Request » Recast the material below as a numbered list with one entry per line, omitting any blank lines.

start

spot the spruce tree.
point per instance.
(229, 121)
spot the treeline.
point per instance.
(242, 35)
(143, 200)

end

Full answer »
1. spot the spruce tree.
2. point per instance.
3. (229, 121)
4. spot the treeline.
5. point per instance.
6. (242, 35)
7. (143, 200)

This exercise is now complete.